Thanksgiving is tomorrow and I thought this would be an appropriate time to once again pass along the accumulated wisdom of my many years. Yes, today we are going to talk about the Family Holiday Dinner. Pay attention kids because these little tidbits could be the difference between dreading and perhaps even enjoying the holidays.
When to Arrive
Timing is everything. Arriving at the correct time is crucial. If you arrive too early, all of your coping mechanisms may be exhuasted before dinner is even served. Then you’re left hitting the hard cider and telling Aunt Ethel what a fox she was when she was younger. Arriving too late, however, is a waste of time. If you’re gonna get all dressed up and do this, you might as well make it worth your while. So, when do you arrive? One and half to two hours prior to dinner being served is good. This will give you enough time to say hello to cousins you didn’t know you had and to dole out all of your good, “this is why my life is so great” stories you have been planning in your head. And it’s short enough of time so you won’t start in on those “Hey, I ran naked in college” stories.*
What to Bring
Unless you’re hosting the party (and c’mon, whose foolish enough to do that?), you have to bring something. If you’re good, call ahead and ask Grandmother what you can bring. Hopefully she’ll let you off easy and you can bring dessert. If calling Grandmother is out of the question because then she’ll ask why you’re not dating that nice girl Claire anymore (even though you’re now married to Jane), just bring one of the following: a nice flower arrangement to match the holiday or a very nice bottle of wine. The wine will be especially nice to have when the day turns rough and you need a good drink (“Hey Grandmother, why don’t we enjoy that wine I brought you.”).

Brief: Could you write out the part of the holiday dinner advice from "Thanksgiving is tomorrow" up to and including "enjoying the holidays.", word for word?

Material supplied:
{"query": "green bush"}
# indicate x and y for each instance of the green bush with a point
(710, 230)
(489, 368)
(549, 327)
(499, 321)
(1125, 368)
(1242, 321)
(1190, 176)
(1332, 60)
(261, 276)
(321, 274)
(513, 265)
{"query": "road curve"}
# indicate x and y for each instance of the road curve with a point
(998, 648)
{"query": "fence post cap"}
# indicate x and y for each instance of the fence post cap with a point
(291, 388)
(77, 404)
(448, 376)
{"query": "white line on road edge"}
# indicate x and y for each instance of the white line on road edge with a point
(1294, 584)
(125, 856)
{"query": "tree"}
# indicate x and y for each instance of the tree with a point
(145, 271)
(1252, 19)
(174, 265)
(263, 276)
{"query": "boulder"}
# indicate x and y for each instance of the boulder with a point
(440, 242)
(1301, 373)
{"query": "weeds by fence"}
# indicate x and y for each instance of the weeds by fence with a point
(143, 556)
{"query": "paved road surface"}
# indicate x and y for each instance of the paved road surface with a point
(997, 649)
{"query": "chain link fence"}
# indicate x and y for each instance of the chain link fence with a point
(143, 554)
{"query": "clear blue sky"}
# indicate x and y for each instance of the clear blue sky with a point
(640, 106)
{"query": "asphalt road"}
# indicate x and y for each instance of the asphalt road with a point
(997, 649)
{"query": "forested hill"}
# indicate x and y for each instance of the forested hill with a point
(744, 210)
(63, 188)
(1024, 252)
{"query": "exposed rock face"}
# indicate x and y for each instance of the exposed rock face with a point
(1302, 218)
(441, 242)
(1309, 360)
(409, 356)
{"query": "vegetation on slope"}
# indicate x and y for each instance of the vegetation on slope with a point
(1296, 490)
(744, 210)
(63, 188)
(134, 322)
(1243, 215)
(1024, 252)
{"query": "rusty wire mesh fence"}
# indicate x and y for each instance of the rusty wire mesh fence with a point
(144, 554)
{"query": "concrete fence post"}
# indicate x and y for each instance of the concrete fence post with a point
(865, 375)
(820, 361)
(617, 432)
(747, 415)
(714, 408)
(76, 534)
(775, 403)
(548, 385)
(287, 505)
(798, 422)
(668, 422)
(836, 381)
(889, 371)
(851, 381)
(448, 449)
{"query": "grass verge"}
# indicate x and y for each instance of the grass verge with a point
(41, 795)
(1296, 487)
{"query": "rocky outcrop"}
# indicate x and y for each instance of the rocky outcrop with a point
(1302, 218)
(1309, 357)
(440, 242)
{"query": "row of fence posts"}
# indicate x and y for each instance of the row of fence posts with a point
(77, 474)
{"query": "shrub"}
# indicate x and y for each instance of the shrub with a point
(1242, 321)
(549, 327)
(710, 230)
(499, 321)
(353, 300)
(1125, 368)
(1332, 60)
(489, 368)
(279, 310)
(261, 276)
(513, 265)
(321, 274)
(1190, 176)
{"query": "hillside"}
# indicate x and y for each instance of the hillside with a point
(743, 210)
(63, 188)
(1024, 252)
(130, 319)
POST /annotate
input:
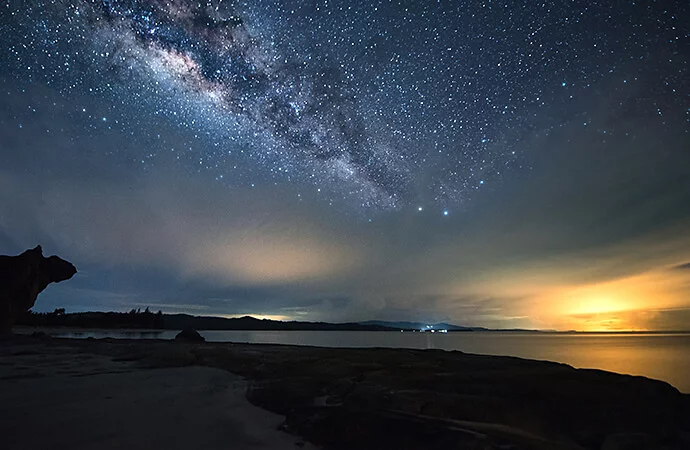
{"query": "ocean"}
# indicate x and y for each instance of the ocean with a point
(662, 356)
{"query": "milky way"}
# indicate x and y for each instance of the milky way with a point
(384, 104)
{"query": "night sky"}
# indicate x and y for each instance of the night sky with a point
(493, 163)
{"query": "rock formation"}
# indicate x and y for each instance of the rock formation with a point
(23, 277)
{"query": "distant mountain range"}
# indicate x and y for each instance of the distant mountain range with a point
(422, 326)
(137, 319)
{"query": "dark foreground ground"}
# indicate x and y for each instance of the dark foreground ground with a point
(329, 398)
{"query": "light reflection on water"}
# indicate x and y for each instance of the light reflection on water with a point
(661, 356)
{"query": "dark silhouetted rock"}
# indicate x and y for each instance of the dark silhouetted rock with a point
(23, 277)
(189, 335)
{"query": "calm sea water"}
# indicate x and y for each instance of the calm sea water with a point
(661, 356)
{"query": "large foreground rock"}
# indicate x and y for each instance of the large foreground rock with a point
(23, 277)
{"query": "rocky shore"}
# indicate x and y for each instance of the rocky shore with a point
(341, 398)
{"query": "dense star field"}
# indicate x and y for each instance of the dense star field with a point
(495, 163)
(387, 103)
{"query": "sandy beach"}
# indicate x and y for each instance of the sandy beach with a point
(64, 399)
(108, 394)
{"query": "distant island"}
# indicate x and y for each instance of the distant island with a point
(146, 319)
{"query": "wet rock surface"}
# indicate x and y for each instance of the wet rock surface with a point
(414, 399)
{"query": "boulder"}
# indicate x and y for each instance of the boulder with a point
(23, 277)
(189, 335)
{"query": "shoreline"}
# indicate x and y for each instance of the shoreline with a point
(405, 398)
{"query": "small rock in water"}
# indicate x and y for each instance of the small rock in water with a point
(189, 335)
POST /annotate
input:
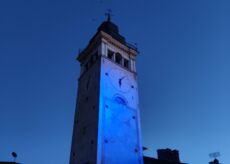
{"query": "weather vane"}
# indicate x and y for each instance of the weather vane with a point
(108, 14)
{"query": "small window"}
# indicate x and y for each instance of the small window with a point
(110, 54)
(126, 63)
(92, 60)
(87, 66)
(120, 100)
(118, 58)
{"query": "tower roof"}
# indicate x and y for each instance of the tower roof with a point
(111, 29)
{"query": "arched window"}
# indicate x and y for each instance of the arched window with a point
(118, 58)
(120, 100)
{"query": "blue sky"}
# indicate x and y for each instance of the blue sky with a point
(183, 74)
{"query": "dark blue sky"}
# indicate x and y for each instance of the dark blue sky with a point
(183, 70)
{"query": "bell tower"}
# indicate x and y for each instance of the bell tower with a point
(107, 121)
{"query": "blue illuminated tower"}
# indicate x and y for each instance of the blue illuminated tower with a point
(107, 121)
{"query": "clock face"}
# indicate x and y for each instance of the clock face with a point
(120, 80)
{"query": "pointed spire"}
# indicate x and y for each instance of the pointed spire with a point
(108, 14)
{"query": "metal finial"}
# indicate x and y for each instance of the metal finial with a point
(108, 14)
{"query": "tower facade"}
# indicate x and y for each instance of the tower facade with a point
(107, 121)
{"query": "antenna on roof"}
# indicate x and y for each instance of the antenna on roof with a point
(214, 155)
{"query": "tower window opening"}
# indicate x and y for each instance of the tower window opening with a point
(120, 100)
(126, 63)
(118, 58)
(110, 55)
(86, 66)
(92, 60)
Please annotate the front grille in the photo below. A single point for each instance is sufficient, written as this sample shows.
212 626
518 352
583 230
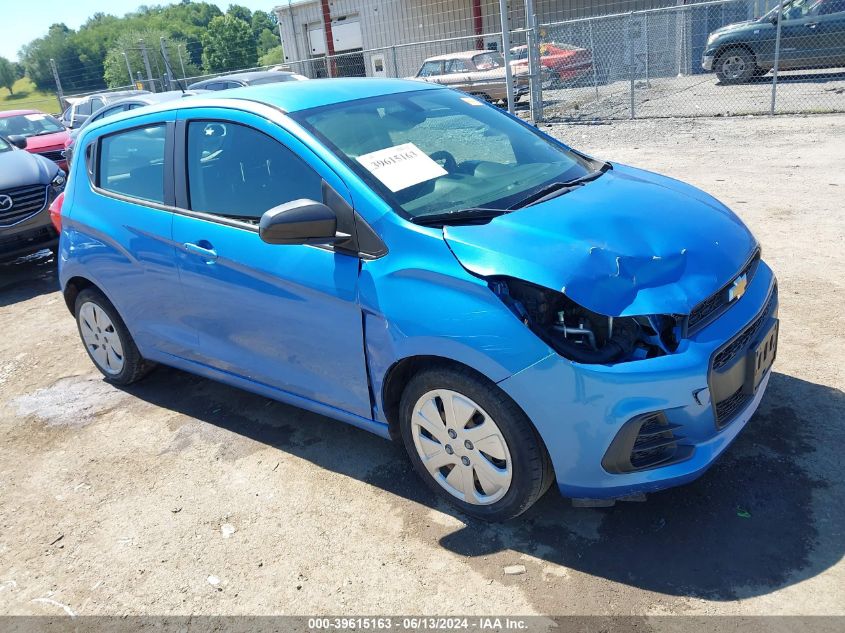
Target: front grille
740 389
728 353
26 202
718 302
730 407
55 155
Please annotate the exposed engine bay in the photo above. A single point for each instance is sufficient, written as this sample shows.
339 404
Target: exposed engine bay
584 336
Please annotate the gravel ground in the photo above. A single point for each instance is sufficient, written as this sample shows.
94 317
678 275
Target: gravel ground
179 495
699 95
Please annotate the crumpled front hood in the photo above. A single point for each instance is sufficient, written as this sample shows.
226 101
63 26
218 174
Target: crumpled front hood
737 26
629 243
20 169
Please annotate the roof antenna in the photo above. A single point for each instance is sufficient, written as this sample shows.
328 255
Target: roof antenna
167 65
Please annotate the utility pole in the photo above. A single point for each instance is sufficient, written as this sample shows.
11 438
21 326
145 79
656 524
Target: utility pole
506 45
331 67
59 92
777 59
168 68
128 67
147 65
181 63
536 77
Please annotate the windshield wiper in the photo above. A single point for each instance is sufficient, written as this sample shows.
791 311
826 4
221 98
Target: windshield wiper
555 189
462 216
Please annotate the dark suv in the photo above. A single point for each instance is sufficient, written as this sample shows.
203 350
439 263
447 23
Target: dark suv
812 36
28 184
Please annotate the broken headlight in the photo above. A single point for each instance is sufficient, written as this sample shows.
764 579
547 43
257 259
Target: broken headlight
582 335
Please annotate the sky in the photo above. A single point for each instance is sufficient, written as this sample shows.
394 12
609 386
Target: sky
24 21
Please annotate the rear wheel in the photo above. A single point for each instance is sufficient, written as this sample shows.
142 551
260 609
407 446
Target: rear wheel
472 444
735 65
106 339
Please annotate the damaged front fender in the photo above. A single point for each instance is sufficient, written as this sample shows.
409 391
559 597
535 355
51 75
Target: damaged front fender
629 243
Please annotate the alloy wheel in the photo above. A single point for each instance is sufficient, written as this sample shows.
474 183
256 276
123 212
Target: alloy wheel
461 447
101 338
733 67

Output of the task:
Thanksgiving is tomorrow and I thought this would be an appropriate time to once again pass along the accumulated wisdom of my many years. Yes, today we are going to talk about the Family Holiday Dinner. Pay attention kids because these little tidbits could be the difference between dreading and perhaps even enjoying the holidays.